Position identification records
·····

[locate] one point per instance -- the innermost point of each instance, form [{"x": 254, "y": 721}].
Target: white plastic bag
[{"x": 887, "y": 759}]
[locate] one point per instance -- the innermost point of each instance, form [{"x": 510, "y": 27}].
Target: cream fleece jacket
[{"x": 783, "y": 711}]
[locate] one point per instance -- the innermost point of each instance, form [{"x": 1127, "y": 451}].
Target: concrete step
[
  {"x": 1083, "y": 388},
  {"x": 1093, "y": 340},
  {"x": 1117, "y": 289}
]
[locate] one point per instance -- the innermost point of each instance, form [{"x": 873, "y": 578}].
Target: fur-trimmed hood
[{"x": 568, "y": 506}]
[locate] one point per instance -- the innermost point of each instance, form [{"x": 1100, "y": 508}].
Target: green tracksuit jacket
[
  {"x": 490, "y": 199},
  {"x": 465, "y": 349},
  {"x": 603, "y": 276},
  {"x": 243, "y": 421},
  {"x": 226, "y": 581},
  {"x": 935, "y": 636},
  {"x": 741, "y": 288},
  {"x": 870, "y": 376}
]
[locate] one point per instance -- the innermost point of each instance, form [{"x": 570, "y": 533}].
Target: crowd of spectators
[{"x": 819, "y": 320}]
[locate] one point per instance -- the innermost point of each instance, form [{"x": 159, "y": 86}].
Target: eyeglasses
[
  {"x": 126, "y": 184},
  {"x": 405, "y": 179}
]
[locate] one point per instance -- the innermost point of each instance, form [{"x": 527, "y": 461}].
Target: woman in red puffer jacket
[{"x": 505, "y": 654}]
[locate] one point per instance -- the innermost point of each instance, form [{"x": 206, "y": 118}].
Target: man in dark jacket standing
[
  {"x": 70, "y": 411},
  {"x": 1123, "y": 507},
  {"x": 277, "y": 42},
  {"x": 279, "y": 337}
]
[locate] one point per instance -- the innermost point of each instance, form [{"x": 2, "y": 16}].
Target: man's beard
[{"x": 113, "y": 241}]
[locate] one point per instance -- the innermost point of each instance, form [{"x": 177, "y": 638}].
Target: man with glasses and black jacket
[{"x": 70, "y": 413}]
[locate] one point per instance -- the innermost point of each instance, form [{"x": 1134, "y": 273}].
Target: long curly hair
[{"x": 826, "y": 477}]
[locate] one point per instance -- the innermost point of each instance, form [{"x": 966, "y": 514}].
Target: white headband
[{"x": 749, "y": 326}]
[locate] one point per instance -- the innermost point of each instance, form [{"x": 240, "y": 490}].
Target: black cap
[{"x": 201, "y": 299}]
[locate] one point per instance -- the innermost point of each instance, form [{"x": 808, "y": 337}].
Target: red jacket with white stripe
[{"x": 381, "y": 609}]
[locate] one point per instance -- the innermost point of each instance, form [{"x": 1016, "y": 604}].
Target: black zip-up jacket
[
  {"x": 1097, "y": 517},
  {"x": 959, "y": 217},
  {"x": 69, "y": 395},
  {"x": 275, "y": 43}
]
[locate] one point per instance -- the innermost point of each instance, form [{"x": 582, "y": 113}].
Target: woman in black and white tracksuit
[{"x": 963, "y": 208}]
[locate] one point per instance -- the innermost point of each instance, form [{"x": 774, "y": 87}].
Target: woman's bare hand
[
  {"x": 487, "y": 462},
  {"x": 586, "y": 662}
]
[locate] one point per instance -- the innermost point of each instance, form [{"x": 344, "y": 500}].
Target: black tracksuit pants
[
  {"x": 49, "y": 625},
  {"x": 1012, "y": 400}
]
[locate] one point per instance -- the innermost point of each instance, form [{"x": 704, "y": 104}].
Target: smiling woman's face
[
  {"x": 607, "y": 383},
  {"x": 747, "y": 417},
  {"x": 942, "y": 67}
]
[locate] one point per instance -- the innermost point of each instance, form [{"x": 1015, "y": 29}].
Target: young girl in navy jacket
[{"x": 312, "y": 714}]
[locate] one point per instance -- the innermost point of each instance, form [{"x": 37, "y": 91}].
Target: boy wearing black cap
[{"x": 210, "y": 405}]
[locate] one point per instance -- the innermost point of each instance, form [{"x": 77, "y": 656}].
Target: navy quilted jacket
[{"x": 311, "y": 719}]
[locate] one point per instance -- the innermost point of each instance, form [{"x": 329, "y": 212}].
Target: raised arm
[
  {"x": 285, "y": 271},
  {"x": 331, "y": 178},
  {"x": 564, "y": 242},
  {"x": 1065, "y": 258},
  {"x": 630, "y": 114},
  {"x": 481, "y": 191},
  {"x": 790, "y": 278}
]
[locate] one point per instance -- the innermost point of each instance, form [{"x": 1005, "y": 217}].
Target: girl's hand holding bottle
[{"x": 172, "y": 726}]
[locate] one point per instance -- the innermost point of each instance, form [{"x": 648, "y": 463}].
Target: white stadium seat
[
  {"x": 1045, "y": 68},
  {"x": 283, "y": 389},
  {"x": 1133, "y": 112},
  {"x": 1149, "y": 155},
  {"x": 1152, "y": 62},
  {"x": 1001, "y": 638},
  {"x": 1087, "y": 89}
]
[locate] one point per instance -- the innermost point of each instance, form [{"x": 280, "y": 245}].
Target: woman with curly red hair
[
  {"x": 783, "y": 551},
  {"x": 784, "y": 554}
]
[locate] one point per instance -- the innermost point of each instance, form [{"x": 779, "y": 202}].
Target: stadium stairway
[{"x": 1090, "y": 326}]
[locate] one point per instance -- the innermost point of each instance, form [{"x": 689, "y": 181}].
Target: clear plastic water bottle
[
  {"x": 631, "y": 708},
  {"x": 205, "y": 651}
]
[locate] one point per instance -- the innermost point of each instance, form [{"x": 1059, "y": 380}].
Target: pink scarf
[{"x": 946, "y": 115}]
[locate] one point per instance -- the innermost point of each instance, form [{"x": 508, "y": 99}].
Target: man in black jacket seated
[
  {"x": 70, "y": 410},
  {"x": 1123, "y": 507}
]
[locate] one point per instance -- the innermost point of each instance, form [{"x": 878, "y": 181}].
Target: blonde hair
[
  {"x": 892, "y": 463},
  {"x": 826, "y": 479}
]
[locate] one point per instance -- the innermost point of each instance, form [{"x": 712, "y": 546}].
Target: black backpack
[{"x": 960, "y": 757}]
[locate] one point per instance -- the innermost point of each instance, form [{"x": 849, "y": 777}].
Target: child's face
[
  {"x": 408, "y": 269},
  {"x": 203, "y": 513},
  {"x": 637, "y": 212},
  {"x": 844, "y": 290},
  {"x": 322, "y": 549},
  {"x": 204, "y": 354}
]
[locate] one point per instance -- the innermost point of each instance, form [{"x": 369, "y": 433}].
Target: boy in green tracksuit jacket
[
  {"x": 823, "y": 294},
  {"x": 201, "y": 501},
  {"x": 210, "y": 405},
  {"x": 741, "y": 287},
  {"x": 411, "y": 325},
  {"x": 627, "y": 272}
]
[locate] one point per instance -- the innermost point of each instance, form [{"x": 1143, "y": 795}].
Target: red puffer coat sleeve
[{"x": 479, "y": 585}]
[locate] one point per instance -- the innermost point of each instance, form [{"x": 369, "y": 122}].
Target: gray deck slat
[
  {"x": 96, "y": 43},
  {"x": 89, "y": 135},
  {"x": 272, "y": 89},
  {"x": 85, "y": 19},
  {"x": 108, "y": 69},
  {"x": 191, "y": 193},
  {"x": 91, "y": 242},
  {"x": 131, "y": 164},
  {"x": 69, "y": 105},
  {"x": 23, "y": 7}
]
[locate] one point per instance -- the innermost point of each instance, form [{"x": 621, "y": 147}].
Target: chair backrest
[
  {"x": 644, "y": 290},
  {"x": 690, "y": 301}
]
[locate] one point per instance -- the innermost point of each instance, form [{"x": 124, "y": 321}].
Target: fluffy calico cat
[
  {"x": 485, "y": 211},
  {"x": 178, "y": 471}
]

·····

WHAT YOU WILL DO: Exactly as shown, repeat every record.

CORRECT OUTPUT:
[locate] one point per instance -- the innermost point of each instance, form [{"x": 254, "y": 721}].
Target: white plastic bag
[{"x": 887, "y": 759}]
[locate] one point per instance -- the innermost point of each instance, form [{"x": 510, "y": 27}].
Target: cream fleece jacket
[{"x": 783, "y": 711}]
[locate] one point per instance -- the innermost point of each instance, form [{"x": 1127, "y": 451}].
Target: concrete step
[
  {"x": 1083, "y": 388},
  {"x": 1093, "y": 340},
  {"x": 1117, "y": 289}
]
[locate] one point per instance -- the innermost point of each instance, form [{"x": 873, "y": 578}].
Target: fur-trimmed hood
[{"x": 568, "y": 506}]
[locate] one point per instance -- the innermost point of each instance, form [{"x": 1100, "y": 508}].
Target: green tracksuit jacket
[
  {"x": 490, "y": 199},
  {"x": 465, "y": 349},
  {"x": 603, "y": 276},
  {"x": 243, "y": 421},
  {"x": 226, "y": 581},
  {"x": 935, "y": 636},
  {"x": 741, "y": 288},
  {"x": 870, "y": 376}
]
[locate] one point per instance -- the innermost point of each instance, form [{"x": 570, "y": 533}].
Target: crowd of spectators
[{"x": 819, "y": 320}]
[locate] one point per instance -- the innermost point of each instance, form [{"x": 159, "y": 86}].
Target: eyeglasses
[
  {"x": 126, "y": 184},
  {"x": 405, "y": 179}
]
[locate] one point per instance -- the innermost point of each instance, form [{"x": 527, "y": 461}].
Target: woman in red puffer jacket
[{"x": 505, "y": 654}]
[locate] one point per instance -- the innermost point of each instance, form [{"x": 206, "y": 118}].
Target: man in dark jacket standing
[
  {"x": 70, "y": 411},
  {"x": 1123, "y": 507},
  {"x": 277, "y": 42},
  {"x": 279, "y": 337}
]
[locate] one point per instance -- the innermost point of each instance, form [{"x": 2, "y": 16}].
Target: man's beard
[{"x": 113, "y": 241}]
[locate] one point per instance -- the innermost point of each instance, form [{"x": 177, "y": 638}].
Target: man with glasses and black jacket
[{"x": 70, "y": 413}]
[locate] one point per instance -- the innermost point of each instance, form [{"x": 1134, "y": 273}].
Target: long curly hair
[{"x": 826, "y": 477}]
[locate] one point per instance -- the innermost point of each instance, form [{"x": 966, "y": 514}].
Target: white headband
[{"x": 749, "y": 326}]
[locate] one point per instance -- the innermost point of each instance, form [{"x": 240, "y": 490}].
Target: black cap
[{"x": 201, "y": 299}]
[locate] one point per instance -- the innermost point of each instance, form [{"x": 808, "y": 337}].
Target: red jacket with white stripe
[{"x": 381, "y": 609}]
[locate] one point per instance -- the innermost point of each instance, form [{"x": 1016, "y": 604}].
Target: black zip-up jacket
[
  {"x": 1097, "y": 517},
  {"x": 959, "y": 217},
  {"x": 69, "y": 395},
  {"x": 275, "y": 43}
]
[locate] one point per instance -- the innermost point of each instance, form [{"x": 582, "y": 113}].
Target: woman in black and white tracksuit
[{"x": 963, "y": 208}]
[locate] one point per instance -- the innermost point of each instance, form [{"x": 774, "y": 87}].
Target: woman's bare hand
[
  {"x": 487, "y": 462},
  {"x": 586, "y": 662}
]
[locate] one point per instance -- the innermost point of each instance, form [{"x": 344, "y": 500}].
Target: black tracksuit pants
[
  {"x": 49, "y": 625},
  {"x": 1012, "y": 400}
]
[locate] one point per instance -- the innermost point of each instance, form [{"x": 704, "y": 104}].
Target: smiling woman's face
[
  {"x": 607, "y": 383},
  {"x": 747, "y": 417},
  {"x": 942, "y": 67}
]
[locate] one point per instance -- the innermost point of each instance, form [{"x": 1015, "y": 29}].
Target: young girl in navy jacket
[{"x": 312, "y": 714}]
[locate] one point per instance -- the innermost point of each instance, form [{"x": 37, "y": 91}].
Target: boy wearing black cap
[{"x": 210, "y": 405}]
[locate] one point per instance -- the innermost point of each instance, form [{"x": 77, "y": 656}].
Target: navy quilted jacket
[{"x": 311, "y": 719}]
[locate] one point per instance -- the innermost point of each instance, form [{"x": 329, "y": 212}].
Target: raised arm
[
  {"x": 285, "y": 271},
  {"x": 331, "y": 178},
  {"x": 564, "y": 242},
  {"x": 1065, "y": 258},
  {"x": 630, "y": 114},
  {"x": 481, "y": 191},
  {"x": 790, "y": 278}
]
[locate] one point per instance -- the innermost point of each instance, form [{"x": 1005, "y": 217}].
Target: girl's hand holding bottle
[{"x": 172, "y": 726}]
[locate] one point per instance -- the innermost point of each instance, form [{"x": 648, "y": 463}].
Target: white stadium seat
[
  {"x": 1045, "y": 68},
  {"x": 283, "y": 389},
  {"x": 1133, "y": 112},
  {"x": 1149, "y": 155},
  {"x": 1152, "y": 62},
  {"x": 1001, "y": 638},
  {"x": 1087, "y": 89}
]
[locate] one point per instance -- the innermost point of each instance, form [{"x": 280, "y": 245}].
Target: woman with curly red hair
[
  {"x": 783, "y": 551},
  {"x": 784, "y": 554}
]
[locate] one point per instance -- the innermost point of each instance, form [{"x": 779, "y": 202}].
Target: stadium stairway
[{"x": 1090, "y": 326}]
[locate] one point per instance -- the innermost point of each instance, form [{"x": 689, "y": 181}].
Target: clear plastic water bottle
[
  {"x": 631, "y": 708},
  {"x": 205, "y": 651}
]
[locate] one point per instance -- the innermost point of each instance, form [{"x": 1059, "y": 380}].
Target: pink scarf
[{"x": 946, "y": 115}]
[locate] one point per instance -- the innermost point of each instance, form [{"x": 508, "y": 99}].
Target: man in black jacket seated
[
  {"x": 70, "y": 410},
  {"x": 1123, "y": 507}
]
[locate] one point per instance -- the innermost point of each instance, form [{"x": 878, "y": 181}].
Target: blonde hair
[
  {"x": 892, "y": 463},
  {"x": 826, "y": 479}
]
[locate] one point per instance -- the innermost point of each instance, form [{"x": 712, "y": 546}].
Target: black backpack
[{"x": 960, "y": 757}]
[locate] one point per instance -- the innermost point of each instance, form [{"x": 849, "y": 777}].
Target: child's face
[
  {"x": 408, "y": 269},
  {"x": 203, "y": 513},
  {"x": 637, "y": 212},
  {"x": 844, "y": 290},
  {"x": 322, "y": 549},
  {"x": 204, "y": 354}
]
[locate] one point per instance -- the innermost point of each instance, form [{"x": 369, "y": 433}].
Target: boy in green tracksuit jacket
[
  {"x": 823, "y": 294},
  {"x": 201, "y": 501},
  {"x": 210, "y": 405},
  {"x": 741, "y": 287},
  {"x": 411, "y": 325},
  {"x": 627, "y": 272}
]
[locate] one point per instance -- the innermost point of each instance, form [{"x": 1143, "y": 795}].
Target: red puffer coat sleeve
[{"x": 479, "y": 585}]
[locate] one point per instance -- the innermost point of each instance, form [{"x": 369, "y": 122}].
Target: gray deck slat
[
  {"x": 96, "y": 43},
  {"x": 89, "y": 135},
  {"x": 272, "y": 89},
  {"x": 85, "y": 19},
  {"x": 108, "y": 69},
  {"x": 191, "y": 193},
  {"x": 91, "y": 242},
  {"x": 131, "y": 164},
  {"x": 69, "y": 105},
  {"x": 23, "y": 7}
]
[locate] one point per instance -- the innermost point of each instance, form [{"x": 621, "y": 147}].
Target: chair backrest
[
  {"x": 644, "y": 290},
  {"x": 690, "y": 301}
]
[locate] one point per instance -- the innermost point of each instance, form [{"x": 124, "y": 321}].
Target: fluffy calico cat
[
  {"x": 485, "y": 211},
  {"x": 178, "y": 471}
]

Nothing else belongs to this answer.